** Set task **
Write out the records below again, requests included, starting at the line that has "[point] brick exterior" and going through the end of the records. Shift every point coordinate in the answers by -20, and leave the numbers in the requests and their sample formats unchanged.

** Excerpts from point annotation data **
>> BEGIN

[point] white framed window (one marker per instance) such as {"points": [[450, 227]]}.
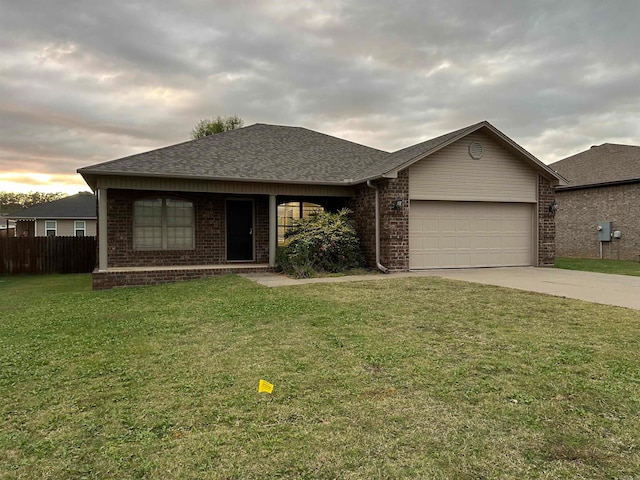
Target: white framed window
{"points": [[50, 228], [80, 228], [163, 224]]}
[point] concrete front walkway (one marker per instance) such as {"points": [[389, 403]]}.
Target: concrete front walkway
{"points": [[619, 290]]}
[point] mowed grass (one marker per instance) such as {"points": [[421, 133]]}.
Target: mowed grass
{"points": [[619, 267], [395, 378]]}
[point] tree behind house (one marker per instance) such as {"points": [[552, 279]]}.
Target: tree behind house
{"points": [[210, 126]]}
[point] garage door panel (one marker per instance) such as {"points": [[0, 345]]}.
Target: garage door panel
{"points": [[470, 234]]}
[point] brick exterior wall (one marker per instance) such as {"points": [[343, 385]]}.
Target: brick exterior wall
{"points": [[580, 211], [210, 240], [546, 224], [394, 224]]}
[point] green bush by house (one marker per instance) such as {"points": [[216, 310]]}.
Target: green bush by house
{"points": [[324, 242]]}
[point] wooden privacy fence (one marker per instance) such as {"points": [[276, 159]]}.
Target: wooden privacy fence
{"points": [[47, 255]]}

>> END

** Result **
[point] brick exterior wall (one marker per instance) such as {"points": [[343, 385]]}.
Target: brick exterior wall
{"points": [[560, 191], [190, 220], [526, 204], [374, 204]]}
[point] green bush by house (one marker per instance) such as {"points": [[216, 310]]}.
Target: green bush by house
{"points": [[304, 222]]}
[point] wooden privacy fence (one marker per instance) such as {"points": [[276, 159]]}.
Target: wooden privacy fence
{"points": [[27, 235]]}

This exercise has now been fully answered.